▶ [Source records]:

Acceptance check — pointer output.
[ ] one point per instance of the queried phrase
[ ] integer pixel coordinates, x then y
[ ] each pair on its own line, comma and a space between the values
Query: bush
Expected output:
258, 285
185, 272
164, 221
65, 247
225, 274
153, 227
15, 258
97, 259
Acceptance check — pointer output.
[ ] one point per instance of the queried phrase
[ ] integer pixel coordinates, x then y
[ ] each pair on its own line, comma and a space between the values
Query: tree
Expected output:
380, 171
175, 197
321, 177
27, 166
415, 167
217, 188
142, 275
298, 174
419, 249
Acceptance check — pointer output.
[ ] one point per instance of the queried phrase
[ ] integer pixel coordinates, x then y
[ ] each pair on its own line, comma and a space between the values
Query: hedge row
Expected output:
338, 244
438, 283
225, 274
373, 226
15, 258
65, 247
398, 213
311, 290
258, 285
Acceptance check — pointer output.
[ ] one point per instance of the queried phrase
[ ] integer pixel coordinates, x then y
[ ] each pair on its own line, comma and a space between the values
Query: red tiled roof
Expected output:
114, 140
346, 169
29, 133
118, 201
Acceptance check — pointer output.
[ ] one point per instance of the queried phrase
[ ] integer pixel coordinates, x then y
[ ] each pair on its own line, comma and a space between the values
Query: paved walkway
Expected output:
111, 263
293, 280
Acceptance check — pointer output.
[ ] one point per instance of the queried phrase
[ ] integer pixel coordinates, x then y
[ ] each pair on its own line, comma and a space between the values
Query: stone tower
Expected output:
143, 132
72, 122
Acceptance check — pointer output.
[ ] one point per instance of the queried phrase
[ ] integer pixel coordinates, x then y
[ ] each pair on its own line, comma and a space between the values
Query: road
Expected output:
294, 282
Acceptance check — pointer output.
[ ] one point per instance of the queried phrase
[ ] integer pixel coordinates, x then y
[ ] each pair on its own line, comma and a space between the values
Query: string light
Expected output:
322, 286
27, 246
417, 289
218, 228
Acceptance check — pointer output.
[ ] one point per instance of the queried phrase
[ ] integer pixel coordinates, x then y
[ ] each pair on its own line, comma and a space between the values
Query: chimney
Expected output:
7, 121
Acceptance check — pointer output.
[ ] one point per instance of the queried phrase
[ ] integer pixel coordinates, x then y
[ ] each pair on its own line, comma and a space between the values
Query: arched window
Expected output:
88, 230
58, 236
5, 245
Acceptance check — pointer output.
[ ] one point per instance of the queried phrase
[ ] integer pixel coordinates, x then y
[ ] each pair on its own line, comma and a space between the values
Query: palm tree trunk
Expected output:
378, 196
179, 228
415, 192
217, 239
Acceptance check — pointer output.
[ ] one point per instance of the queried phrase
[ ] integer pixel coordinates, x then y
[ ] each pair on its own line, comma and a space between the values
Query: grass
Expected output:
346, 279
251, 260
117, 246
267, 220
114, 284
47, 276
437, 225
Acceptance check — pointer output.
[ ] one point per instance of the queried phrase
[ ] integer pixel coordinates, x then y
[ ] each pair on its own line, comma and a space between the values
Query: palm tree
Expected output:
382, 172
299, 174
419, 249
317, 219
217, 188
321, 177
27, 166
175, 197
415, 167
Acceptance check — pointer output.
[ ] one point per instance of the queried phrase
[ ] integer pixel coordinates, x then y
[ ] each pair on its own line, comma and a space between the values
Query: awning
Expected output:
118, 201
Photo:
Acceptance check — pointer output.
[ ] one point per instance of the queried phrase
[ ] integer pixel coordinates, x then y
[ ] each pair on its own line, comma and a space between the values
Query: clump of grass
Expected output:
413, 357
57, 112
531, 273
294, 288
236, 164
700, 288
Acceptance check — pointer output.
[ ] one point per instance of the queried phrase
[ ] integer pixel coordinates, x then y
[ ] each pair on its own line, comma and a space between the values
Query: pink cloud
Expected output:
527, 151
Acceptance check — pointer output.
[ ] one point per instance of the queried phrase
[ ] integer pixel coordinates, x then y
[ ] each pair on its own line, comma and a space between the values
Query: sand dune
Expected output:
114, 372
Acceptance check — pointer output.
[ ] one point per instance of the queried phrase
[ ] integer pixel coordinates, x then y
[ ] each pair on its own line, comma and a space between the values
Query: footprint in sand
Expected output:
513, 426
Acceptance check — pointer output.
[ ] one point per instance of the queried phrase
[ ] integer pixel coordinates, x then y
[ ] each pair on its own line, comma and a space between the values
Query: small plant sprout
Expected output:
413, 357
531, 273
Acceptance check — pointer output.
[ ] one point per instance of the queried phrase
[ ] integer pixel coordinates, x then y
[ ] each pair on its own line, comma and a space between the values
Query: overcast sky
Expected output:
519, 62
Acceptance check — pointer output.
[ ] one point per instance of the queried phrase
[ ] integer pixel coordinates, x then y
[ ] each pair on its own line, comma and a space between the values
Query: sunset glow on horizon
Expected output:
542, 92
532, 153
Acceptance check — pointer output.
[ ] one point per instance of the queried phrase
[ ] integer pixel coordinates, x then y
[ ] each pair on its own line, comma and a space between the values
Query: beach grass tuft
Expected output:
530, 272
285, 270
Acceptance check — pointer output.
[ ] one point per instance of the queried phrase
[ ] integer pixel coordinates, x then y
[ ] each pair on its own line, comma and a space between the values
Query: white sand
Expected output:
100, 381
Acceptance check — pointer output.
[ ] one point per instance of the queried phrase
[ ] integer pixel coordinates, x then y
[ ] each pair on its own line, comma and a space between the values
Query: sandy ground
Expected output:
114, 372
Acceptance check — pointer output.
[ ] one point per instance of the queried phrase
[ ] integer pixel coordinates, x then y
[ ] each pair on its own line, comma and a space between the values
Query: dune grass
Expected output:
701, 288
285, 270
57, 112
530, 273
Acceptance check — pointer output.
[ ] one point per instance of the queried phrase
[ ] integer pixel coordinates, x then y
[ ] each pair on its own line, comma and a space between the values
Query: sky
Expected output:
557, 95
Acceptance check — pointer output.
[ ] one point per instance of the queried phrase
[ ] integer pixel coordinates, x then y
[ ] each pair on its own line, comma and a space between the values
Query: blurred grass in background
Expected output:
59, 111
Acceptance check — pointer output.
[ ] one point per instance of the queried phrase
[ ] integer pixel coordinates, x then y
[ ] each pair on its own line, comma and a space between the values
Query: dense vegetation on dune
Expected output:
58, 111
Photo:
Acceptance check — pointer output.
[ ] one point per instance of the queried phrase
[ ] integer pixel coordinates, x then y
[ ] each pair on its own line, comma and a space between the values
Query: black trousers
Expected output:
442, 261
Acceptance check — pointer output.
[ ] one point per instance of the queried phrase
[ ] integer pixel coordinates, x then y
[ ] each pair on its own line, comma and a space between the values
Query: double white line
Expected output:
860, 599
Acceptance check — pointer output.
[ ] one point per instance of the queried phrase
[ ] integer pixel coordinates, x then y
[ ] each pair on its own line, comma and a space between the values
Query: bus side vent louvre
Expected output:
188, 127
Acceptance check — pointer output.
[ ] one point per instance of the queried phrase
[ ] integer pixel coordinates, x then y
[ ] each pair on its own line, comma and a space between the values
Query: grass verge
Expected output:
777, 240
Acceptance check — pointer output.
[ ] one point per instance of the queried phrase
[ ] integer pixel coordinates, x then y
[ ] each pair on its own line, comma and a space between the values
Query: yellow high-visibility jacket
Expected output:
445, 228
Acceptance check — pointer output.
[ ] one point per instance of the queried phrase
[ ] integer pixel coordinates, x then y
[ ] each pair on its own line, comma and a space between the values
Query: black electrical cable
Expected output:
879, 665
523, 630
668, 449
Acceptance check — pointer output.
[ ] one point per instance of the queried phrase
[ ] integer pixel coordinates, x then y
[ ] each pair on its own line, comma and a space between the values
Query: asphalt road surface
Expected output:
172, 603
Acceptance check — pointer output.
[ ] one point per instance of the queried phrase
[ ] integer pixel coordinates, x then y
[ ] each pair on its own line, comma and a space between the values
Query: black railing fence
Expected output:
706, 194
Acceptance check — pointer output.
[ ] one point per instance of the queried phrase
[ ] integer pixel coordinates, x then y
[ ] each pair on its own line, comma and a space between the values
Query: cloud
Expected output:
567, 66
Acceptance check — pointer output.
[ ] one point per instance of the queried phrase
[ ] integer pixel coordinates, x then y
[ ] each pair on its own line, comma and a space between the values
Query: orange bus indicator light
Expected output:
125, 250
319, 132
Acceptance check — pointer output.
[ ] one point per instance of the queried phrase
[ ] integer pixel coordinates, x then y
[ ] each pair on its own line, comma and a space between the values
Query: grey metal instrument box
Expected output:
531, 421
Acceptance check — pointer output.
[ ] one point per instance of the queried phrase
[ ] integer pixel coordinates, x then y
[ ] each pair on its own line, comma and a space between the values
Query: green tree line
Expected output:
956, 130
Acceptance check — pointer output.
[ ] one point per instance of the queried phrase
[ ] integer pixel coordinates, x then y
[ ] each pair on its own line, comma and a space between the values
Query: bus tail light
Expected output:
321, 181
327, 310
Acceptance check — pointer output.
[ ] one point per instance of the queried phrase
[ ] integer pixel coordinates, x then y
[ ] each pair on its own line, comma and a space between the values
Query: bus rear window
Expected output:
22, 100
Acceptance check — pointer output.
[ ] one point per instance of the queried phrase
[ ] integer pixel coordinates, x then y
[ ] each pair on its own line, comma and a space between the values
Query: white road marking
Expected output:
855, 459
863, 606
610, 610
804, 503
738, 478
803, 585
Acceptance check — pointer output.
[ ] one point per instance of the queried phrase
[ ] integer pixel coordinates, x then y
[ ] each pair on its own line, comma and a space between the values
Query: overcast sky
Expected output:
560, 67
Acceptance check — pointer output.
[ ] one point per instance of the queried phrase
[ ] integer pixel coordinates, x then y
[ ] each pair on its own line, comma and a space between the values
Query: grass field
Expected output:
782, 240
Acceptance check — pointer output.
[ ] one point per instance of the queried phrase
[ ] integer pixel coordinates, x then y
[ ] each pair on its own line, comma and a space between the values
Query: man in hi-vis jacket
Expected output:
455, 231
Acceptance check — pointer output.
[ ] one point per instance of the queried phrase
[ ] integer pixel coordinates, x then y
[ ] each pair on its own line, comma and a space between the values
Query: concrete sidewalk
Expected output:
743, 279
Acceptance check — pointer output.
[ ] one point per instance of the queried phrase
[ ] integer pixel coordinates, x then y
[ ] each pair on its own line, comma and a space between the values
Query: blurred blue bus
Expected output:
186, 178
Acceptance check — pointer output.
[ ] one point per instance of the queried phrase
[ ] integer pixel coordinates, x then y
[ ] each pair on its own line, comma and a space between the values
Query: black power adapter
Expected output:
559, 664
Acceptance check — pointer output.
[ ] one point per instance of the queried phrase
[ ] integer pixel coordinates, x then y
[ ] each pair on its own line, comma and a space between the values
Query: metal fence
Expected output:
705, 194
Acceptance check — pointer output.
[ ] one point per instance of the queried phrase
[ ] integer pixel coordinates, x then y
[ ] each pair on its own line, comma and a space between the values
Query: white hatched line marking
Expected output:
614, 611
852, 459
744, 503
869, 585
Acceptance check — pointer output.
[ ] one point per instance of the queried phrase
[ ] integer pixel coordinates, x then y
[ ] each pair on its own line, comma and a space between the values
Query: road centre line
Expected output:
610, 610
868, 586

▶ [To do]: Find every line in the items above that contains the word "fence" and copy each one.

▶ [Final answer]:
Query: black railing fence
Query: metal fence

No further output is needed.